- **GOAL OF THE EXERCISE**
Copy the entries exactly. Their pictures do not belong in the copy.
++++ PROVIDED DATA ++++
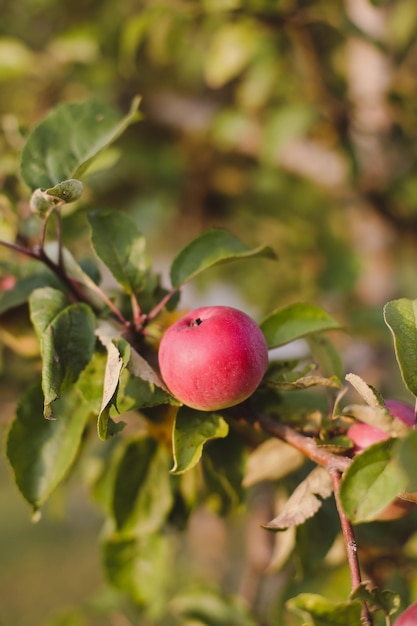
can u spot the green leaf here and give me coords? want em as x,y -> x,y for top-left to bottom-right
306,334 -> 344,380
169,227 -> 276,288
0,272 -> 60,315
339,439 -> 409,523
204,20 -> 260,88
102,532 -> 171,609
266,374 -> 342,392
21,96 -> 141,190
171,589 -> 256,626
384,298 -> 417,397
89,209 -> 150,295
97,339 -> 130,440
395,429 -> 417,492
350,582 -> 400,616
260,303 -> 341,349
112,437 -> 173,534
6,384 -> 91,514
286,593 -> 362,626
30,288 -> 96,418
171,406 -> 229,474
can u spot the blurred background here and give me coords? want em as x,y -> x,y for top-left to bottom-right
2,0 -> 417,623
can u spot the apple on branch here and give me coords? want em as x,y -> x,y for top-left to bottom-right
347,399 -> 416,521
394,601 -> 417,626
158,306 -> 268,411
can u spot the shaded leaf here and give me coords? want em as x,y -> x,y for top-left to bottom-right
169,227 -> 276,288
260,303 -> 341,350
384,298 -> 417,397
0,272 -> 60,315
126,344 -> 168,391
267,374 -> 342,392
339,439 -> 409,523
286,593 -> 362,626
89,210 -> 150,295
102,532 -> 171,609
97,339 -> 130,440
171,406 -> 229,474
6,385 -> 91,513
21,97 -> 141,190
30,288 -> 96,418
264,466 -> 333,531
171,589 -> 256,626
350,582 -> 400,616
395,429 -> 417,492
112,437 -> 173,534
306,333 -> 344,380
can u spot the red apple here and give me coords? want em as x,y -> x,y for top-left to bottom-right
347,400 -> 416,520
158,306 -> 268,411
385,399 -> 415,427
348,399 -> 415,454
395,601 -> 417,626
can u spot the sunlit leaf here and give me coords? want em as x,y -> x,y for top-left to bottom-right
89,210 -> 150,295
7,384 -> 91,514
171,406 -> 229,474
204,20 -> 260,88
287,593 -> 362,625
339,439 -> 409,523
345,372 -> 385,408
170,227 -> 276,288
243,438 -> 304,487
21,97 -> 141,190
264,466 -> 333,530
384,298 -> 417,397
260,303 -> 341,349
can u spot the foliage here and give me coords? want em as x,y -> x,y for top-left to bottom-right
0,97 -> 417,626
2,1 -> 417,624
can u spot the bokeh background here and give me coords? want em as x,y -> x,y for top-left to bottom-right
2,0 -> 417,624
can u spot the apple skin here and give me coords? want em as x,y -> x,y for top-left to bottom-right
395,601 -> 417,626
385,399 -> 415,427
348,400 -> 415,454
347,400 -> 416,520
158,306 -> 268,411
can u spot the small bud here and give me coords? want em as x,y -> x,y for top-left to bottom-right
29,188 -> 57,216
45,179 -> 83,203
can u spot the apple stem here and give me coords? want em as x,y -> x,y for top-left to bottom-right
329,467 -> 373,626
257,414 -> 373,625
257,414 -> 351,472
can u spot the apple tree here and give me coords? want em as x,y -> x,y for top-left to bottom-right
2,98 -> 417,626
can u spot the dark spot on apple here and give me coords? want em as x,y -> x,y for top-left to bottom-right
190,317 -> 203,327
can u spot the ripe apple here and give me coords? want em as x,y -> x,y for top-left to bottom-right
158,306 -> 268,411
347,400 -> 416,520
348,399 -> 415,454
395,601 -> 417,626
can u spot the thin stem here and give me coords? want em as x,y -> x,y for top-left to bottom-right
257,414 -> 351,473
329,468 -> 373,626
146,287 -> 179,323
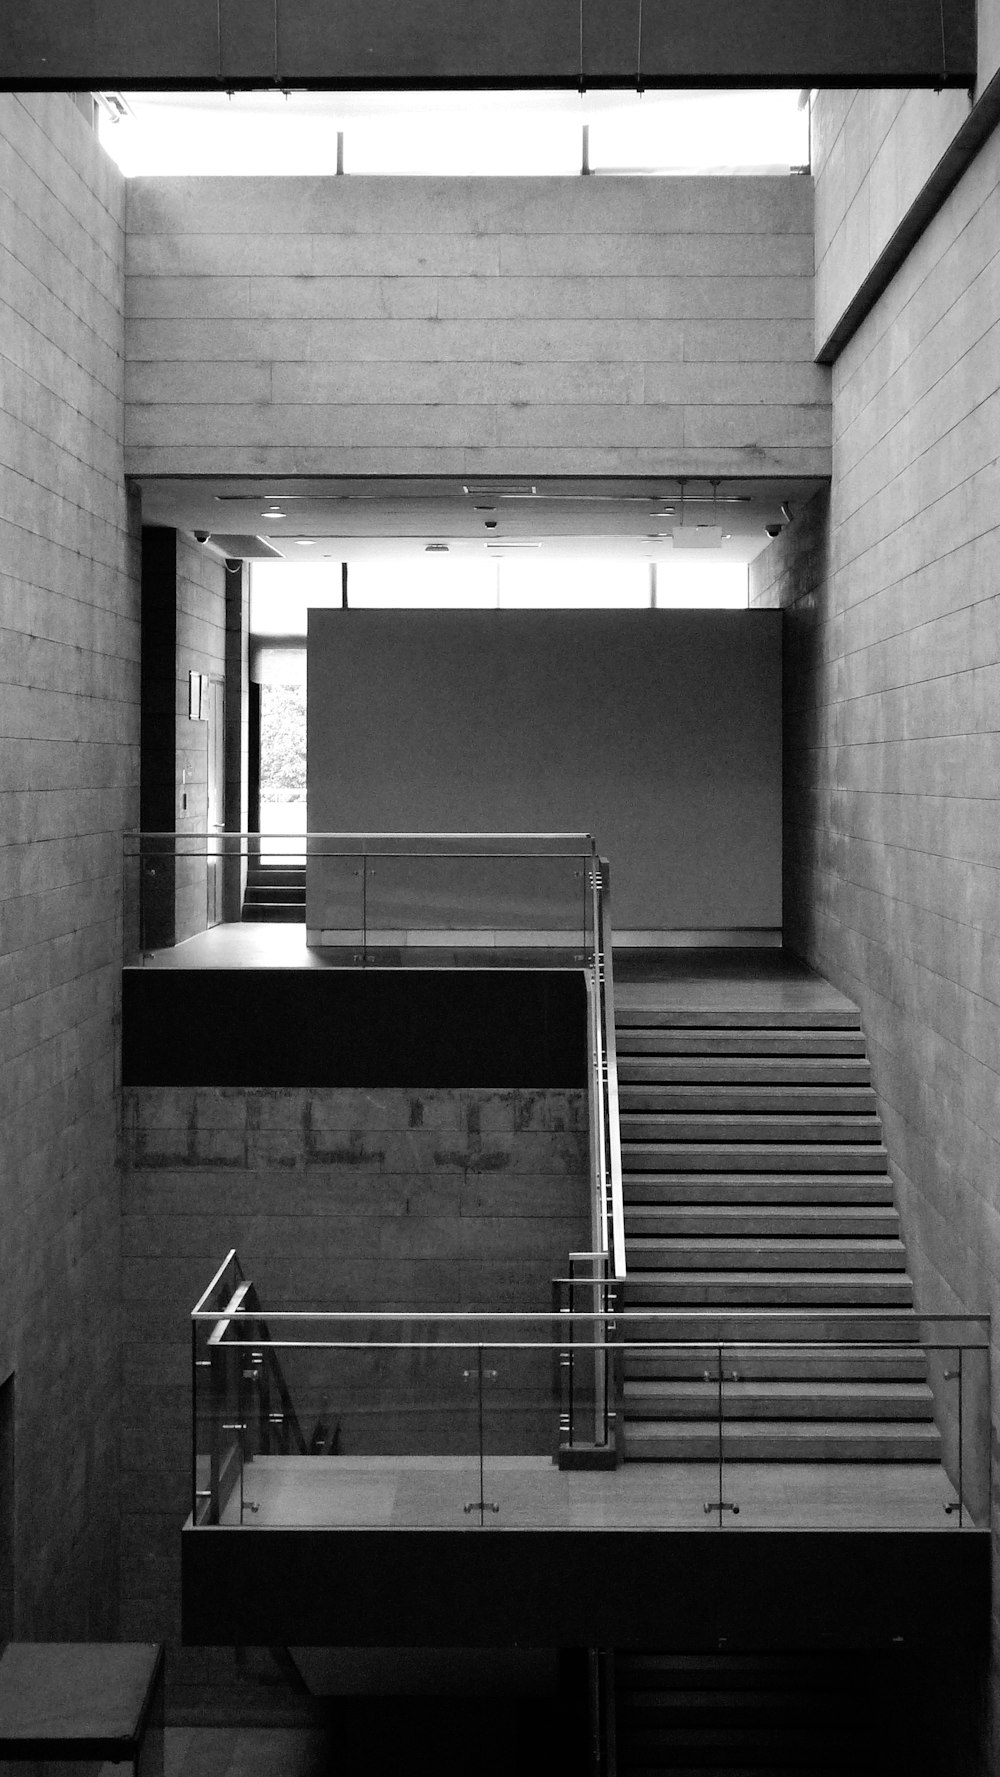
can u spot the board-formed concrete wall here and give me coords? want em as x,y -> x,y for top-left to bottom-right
120,1084 -> 587,1682
0,93 -> 137,1636
124,174 -> 829,479
751,111 -> 1000,1755
812,0 -> 1000,354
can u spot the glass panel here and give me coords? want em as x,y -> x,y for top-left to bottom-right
363,853 -> 586,937
305,846 -> 366,936
190,1304 -> 992,1535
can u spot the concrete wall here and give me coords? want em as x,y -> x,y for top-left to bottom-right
751,109 -> 1000,1761
124,175 -> 829,479
120,1084 -> 587,1673
813,0 -> 1000,353
174,534 -> 227,940
0,93 -> 137,1635
307,609 -> 782,936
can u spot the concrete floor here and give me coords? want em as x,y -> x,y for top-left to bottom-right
130,925 -> 809,975
219,1451 -> 970,1532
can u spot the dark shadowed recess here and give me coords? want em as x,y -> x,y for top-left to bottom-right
122,969 -> 587,1088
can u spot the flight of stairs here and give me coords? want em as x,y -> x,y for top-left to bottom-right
242,861 -> 306,922
616,994 -> 941,1463
613,1650 -> 918,1776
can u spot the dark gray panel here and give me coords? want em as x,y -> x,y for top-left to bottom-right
0,0 -> 976,87
307,610 -> 782,932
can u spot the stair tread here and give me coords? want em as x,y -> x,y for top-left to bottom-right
626,1237 -> 907,1268
615,1010 -> 861,1029
617,1032 -> 868,1055
619,1058 -> 874,1082
620,1088 -> 877,1112
624,1145 -> 889,1172
624,1175 -> 895,1203
625,1207 -> 899,1231
621,1114 -> 884,1138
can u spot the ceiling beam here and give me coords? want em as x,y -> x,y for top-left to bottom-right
2,0 -> 977,91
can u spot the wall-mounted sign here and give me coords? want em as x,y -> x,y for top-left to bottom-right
188,670 -> 210,721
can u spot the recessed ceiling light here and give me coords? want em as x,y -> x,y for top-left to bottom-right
293,539 -> 313,546
425,542 -> 450,552
262,507 -> 286,519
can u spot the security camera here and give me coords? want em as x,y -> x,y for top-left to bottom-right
764,523 -> 783,538
194,530 -> 211,544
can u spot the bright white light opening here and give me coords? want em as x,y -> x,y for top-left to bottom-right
99,89 -> 809,178
250,557 -> 747,635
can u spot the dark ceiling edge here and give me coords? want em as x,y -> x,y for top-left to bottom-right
816,67 -> 1000,366
0,76 -> 981,94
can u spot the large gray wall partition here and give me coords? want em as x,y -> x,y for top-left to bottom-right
124,175 -> 828,482
307,610 -> 781,935
0,93 -> 137,1640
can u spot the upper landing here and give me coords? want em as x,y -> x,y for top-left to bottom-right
123,175 -> 830,482
615,948 -> 857,1026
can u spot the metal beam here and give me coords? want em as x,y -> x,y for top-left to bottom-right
1,0 -> 977,91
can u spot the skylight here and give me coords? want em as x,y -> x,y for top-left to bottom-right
98,89 -> 809,178
250,558 -> 748,638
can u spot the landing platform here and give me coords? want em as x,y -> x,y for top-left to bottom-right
615,949 -> 856,1023
224,1452 -> 965,1533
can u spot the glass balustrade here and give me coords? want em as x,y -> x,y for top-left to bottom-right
191,1260 -> 990,1535
123,831 -> 598,966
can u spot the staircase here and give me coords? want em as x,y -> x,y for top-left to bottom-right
616,984 -> 940,1463
242,861 -> 306,922
613,1649 -> 916,1776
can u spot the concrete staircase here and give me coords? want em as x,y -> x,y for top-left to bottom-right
616,992 -> 940,1463
242,861 -> 306,922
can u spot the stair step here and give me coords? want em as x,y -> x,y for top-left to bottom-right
623,1380 -> 936,1421
624,1347 -> 928,1382
624,1272 -> 914,1306
618,1726 -> 859,1758
242,902 -> 307,922
244,884 -> 307,903
615,1008 -> 861,1030
620,1087 -> 877,1115
626,1238 -> 908,1272
245,868 -> 306,886
620,1688 -> 837,1720
623,1174 -> 895,1204
621,1113 -> 883,1142
625,1206 -> 900,1238
623,1144 -> 889,1173
618,1056 -> 874,1084
619,1652 -> 868,1685
623,1419 -> 941,1461
616,1029 -> 868,1057
619,1309 -> 924,1342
++++
- **RESULT OF THIS TASK**
can u spot the green leaf here and give me coords? want em as x,y -> x,y for top-left to bottom-right
306,334 -> 344,380
169,227 -> 276,288
0,272 -> 60,315
339,439 -> 409,523
204,20 -> 260,88
102,532 -> 171,609
266,374 -> 342,392
21,96 -> 141,190
171,589 -> 256,626
384,298 -> 417,397
89,209 -> 150,295
97,339 -> 130,440
395,429 -> 417,492
350,582 -> 400,616
260,303 -> 341,349
112,437 -> 173,534
6,384 -> 91,514
286,593 -> 362,626
30,288 -> 96,418
171,406 -> 229,474
can u spot the blurred background here and give me coords? want em as x,y -> x,y for top-left to bottom-right
2,0 -> 417,623
can u spot the apple on branch here and give me coords? want em as x,y -> x,y for top-left to bottom-right
347,399 -> 416,521
394,601 -> 417,626
158,306 -> 268,411
can u spot the shaded leaf here and give me coords? want em as x,y -> x,y for top-left to bottom-right
169,227 -> 276,288
260,303 -> 341,350
384,298 -> 417,397
0,272 -> 60,315
126,344 -> 168,391
267,374 -> 342,392
339,439 -> 409,523
286,593 -> 362,626
89,210 -> 150,295
102,532 -> 171,609
97,339 -> 130,440
171,406 -> 229,474
6,385 -> 91,513
21,97 -> 141,190
30,288 -> 96,418
264,466 -> 333,531
171,589 -> 256,626
350,582 -> 400,616
395,429 -> 417,492
112,437 -> 173,534
306,333 -> 344,380
can u spot the red apple here and give me coords? want em as x,y -> x,y for top-left to bottom-right
347,400 -> 416,520
158,306 -> 268,411
385,399 -> 415,427
348,399 -> 415,454
395,601 -> 417,626
can u spot the sunlit leaf here and give me coords? want em as x,y -> x,y for top-left to bottom-right
89,210 -> 150,295
7,384 -> 91,514
171,406 -> 229,474
204,20 -> 260,88
287,593 -> 362,625
339,439 -> 409,523
345,372 -> 385,408
170,227 -> 276,288
243,438 -> 304,487
21,97 -> 141,190
264,466 -> 333,530
384,298 -> 417,397
260,303 -> 341,349
can u spot the foliage here and give me coords? want em as x,y -> x,y for top-left to bottom-right
0,97 -> 417,626
2,1 -> 417,624
can u spot the bokeh background here and give me coords? want em as x,y -> x,y for top-left to bottom-right
2,0 -> 417,624
can u spot the apple skin here and give me coords? want em as x,y -> x,y for top-left to bottom-right
395,601 -> 417,626
385,399 -> 415,427
348,400 -> 415,454
347,400 -> 416,520
158,306 -> 268,411
can u spot the small bud here and give me coords? want em as x,y -> x,y for top-left to bottom-right
29,188 -> 57,216
45,179 -> 83,203
can u spot the apple stem here and give me coords? want em as x,y -> x,y for top-left to bottom-right
329,467 -> 373,626
257,414 -> 373,625
257,414 -> 351,472
can u spot the apple tree here and give me coords? want em as x,y -> x,y for top-left to bottom-right
2,98 -> 417,626
can u spot the dark spot on apple here and give me coords? want em as x,y -> x,y for top-left to bottom-right
190,317 -> 203,327
can u spot the ripe apple here and give me coords? want em as x,y -> x,y for top-left to bottom-right
158,306 -> 268,411
347,400 -> 416,520
348,399 -> 415,454
395,601 -> 417,626
can u spot the thin stem here and give me coords? want em as x,y -> x,y for top-left to bottom-right
257,414 -> 351,473
329,468 -> 373,626
146,287 -> 179,323
can u spot the board-formed concrete wall here and give me coords? want em as x,y -> x,y for top-left to bottom-right
120,1084 -> 587,1682
0,93 -> 137,1636
124,174 -> 829,479
751,111 -> 1000,1755
812,0 -> 1000,354
can u spot the glass panel here and give me coords? want em as x,y -> x,y for top-left to bottom-right
363,853 -> 586,937
305,846 -> 366,936
190,1304 -> 992,1535
can u spot the concrete wall here and give me coords? want em as x,y -> x,y for top-left to bottom-right
751,109 -> 1000,1761
124,175 -> 829,479
120,1084 -> 587,1673
813,0 -> 1000,353
174,534 -> 227,940
0,93 -> 137,1635
307,609 -> 782,936
can u spot the concrete floor here and give me coords? want em as x,y -> x,y for top-left to bottom-right
130,925 -> 809,975
219,1451 -> 970,1532
can u spot the dark shadowed recess here and give me coords? want em as x,y -> x,y for top-left to bottom-right
122,969 -> 587,1088
can u spot the flight of stairs here and give me coords? want em as x,y -> x,y for top-left to bottom-right
242,861 -> 306,922
616,994 -> 941,1463
613,1650 -> 918,1776
can u spot the dark gray panel here and give me coords? want em as x,y -> x,y for top-left to bottom-right
0,0 -> 976,87
307,610 -> 782,932
can u spot the stair tread here and give me coords? want em as x,y -> x,y for top-left to bottom-right
626,1237 -> 907,1268
615,1010 -> 861,1029
617,1032 -> 868,1055
619,1058 -> 874,1082
620,1088 -> 877,1112
624,1145 -> 889,1172
624,1175 -> 895,1203
625,1207 -> 899,1231
621,1114 -> 884,1138
can u spot the ceiling beam here and give me coords? want em as x,y -> x,y for top-left to bottom-right
2,0 -> 977,91
can u spot the wall-mounted sign here and give me coords? want em as x,y -> x,y for top-left to bottom-right
188,670 -> 210,721
can u spot the recessed ceiling light here and give me coords? want em as x,y -> x,y for top-left to bottom-right
293,539 -> 313,546
425,542 -> 450,552
262,507 -> 286,519
can u spot the security camera here and give me coords? want em as x,y -> x,y for top-left to bottom-right
764,523 -> 783,538
194,530 -> 211,544
can u spot the bright white light opening here and give me coords? want em as x,y -> x,y for top-left to bottom-right
99,89 -> 809,178
250,557 -> 747,635
can u spot the dark ceiling edge here and give me coords? want em as x,y -> x,y for top-left to bottom-right
816,67 -> 1000,366
0,76 -> 981,94
can u spot the large gray wall partition here and give me coords? want em as x,y -> x,y for top-left to bottom-right
124,175 -> 828,482
307,610 -> 781,935
0,93 -> 137,1640
can u spot the upper landing here and give me coords? want em as x,y -> x,y for top-left to bottom-right
123,175 -> 830,482
615,948 -> 857,1026
can u spot the metal beam here and give me coords? want em as x,y -> x,y for top-left to bottom-right
1,0 -> 977,91
can u spot the skylight here and give me coords? want em as x,y -> x,y for top-left to bottom-right
98,89 -> 809,178
250,558 -> 748,638
can u spot the landing platform here and give me coords? want em as x,y -> x,y for top-left to bottom-right
615,949 -> 856,1023
224,1452 -> 965,1533
can u spot the glass balustrade here and give me coords? want em as x,y -> x,y for top-left to bottom-right
191,1260 -> 990,1535
123,831 -> 598,966
can u spot the staircase here and give me coords? want em as x,y -> x,y for top-left to bottom-right
616,984 -> 940,1463
242,861 -> 306,922
613,1649 -> 916,1776
can u spot the concrete staircase here and give me coords? want em as x,y -> x,y for top-left to bottom-right
616,992 -> 940,1463
242,861 -> 306,922
can u spot the stair step here and give me coords? want em as x,y -> x,y for top-left to bottom-right
623,1380 -> 936,1421
624,1347 -> 928,1382
624,1272 -> 914,1306
618,1726 -> 859,1758
242,902 -> 307,922
244,884 -> 307,903
615,1008 -> 861,1030
620,1087 -> 877,1115
626,1238 -> 908,1272
245,868 -> 306,886
620,1688 -> 837,1720
623,1174 -> 895,1204
621,1113 -> 883,1142
625,1206 -> 900,1238
623,1144 -> 889,1173
618,1056 -> 874,1084
619,1652 -> 868,1685
623,1419 -> 941,1461
616,1029 -> 868,1057
619,1309 -> 924,1342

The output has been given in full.